═════ SUPPLIED PASSAGE
In late October, Northern Pakistan’s poplar trees turn a golden hue, making it the most beautiful season of the year. Travel from Gilgit to Shandur Pass through the Ghizer District is spectacular. With less traffic in the valley, the view along the road is one of the best.

On this day, we left Gupis to travel towards Chitral. There were rows of golden poplar trees reflecting the sun against the clear autumn sky. However, as we kept stopping to get photos of the dynamic landscape, our progress getting to Chitral was quite slow.

As we made our way uphill to Phandar, we found a herd of yaks that were being gathered together. Due to snow in the higher elevations, they were being brought down and were being herded together to be taken to their pasture lands.

A view of the bridge near Phandar. In the past, many of the suspension bridges like this were made of stone, wood and wire. But they are steadily being replaced by concrete bridges made by China. As a photographer, it is sad to see these kinds of bridges getting phased out.
══════════
TASK REQUIREMENTS ▸
a - Convert the entries into a JSON list of strings, one string per line with blank lines omitted, starting at the line that contains "point to the sky" and stopping at the last line of the entries.
b - Extend the account of the autumn drive from Gupis toward Chitral, picking up after its final sentence.
═════ LISTED RECORDS
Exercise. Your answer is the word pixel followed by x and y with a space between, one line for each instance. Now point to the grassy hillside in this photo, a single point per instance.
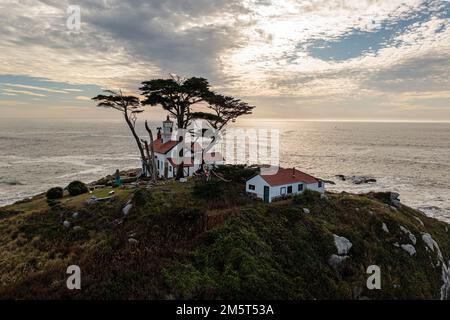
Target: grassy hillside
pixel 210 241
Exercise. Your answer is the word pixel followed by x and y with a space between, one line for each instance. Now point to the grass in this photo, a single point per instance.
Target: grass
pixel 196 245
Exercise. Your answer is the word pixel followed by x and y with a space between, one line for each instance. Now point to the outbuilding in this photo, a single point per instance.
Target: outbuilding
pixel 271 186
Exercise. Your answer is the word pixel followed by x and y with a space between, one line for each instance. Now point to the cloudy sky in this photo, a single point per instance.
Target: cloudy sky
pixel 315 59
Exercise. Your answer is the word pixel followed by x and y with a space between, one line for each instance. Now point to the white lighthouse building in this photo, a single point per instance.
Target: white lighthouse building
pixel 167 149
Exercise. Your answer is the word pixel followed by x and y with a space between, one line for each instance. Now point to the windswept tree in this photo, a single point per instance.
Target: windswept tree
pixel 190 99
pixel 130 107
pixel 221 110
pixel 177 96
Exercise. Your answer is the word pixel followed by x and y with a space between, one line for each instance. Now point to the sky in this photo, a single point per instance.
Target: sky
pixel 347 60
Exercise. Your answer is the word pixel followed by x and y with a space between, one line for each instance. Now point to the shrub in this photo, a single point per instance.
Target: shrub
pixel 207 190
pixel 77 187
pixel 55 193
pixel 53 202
══════════
SET OF ANSWERS ▸
a -
[
  "Exercise. Your answer is the word pixel followed by x and y with a space between, one line for each instance. Now point to the sky in this photo, a single point per instance.",
  "Target: sky",
  "pixel 347 60",
  "Exercise. Your answer is the word pixel followed by x and y with a space between, one line for each instance. Now point to the shrub in this photo, a single point per instance.",
  "Target: shrub",
  "pixel 207 190",
  "pixel 77 187",
  "pixel 55 193",
  "pixel 53 202"
]

b -
Eventually, we started up the Shandur Pass. We saw a donkey caravan passing us as they were heading down, loaded with fuel for their fires during the cold winter. Their heavy load was packed with materials for firewood, including dried cow and yak droppings

Shandur Pass at the altitude of 3,700m (12,140 ft). The Gilgit-Baltistan and Khyber-Pakhtunkhwa boarder is here. At the check post, all the foreigners will be asked to confirm their documents here.

When mentioning Shandur Pass, it is worth noting that it is famous for the “World’s highest altitude Polo Competition” the Shandur Polo Festival, which takes place in the summertime. The stadium was also covered by the snow.

This is a lake covered in ice on the Shandur Pass. This part of the road is extremely difficult to pass where the melting snow and sand mixes together into a muddy mess, causing a chaotic scene. 。

The steady, dependable vehicle of choice on these rough back country roads, is what is locally called the “Toyota Jeep.” These Toyota Land Cruisers from the 1970’s and 80’s are the go-to vehicle and have been retrofitted with the “Northern Pakistan Kit” both inside and out, which is designed to take a beating, but to get you to your destination.

These older jeep-type cars have been declining recently as newer land cruiser models become more popular, which is coming from Afghanistan into Gilgit-Baltistan and Khyber Pakhtunkhwa (Non Custom Paid Cars).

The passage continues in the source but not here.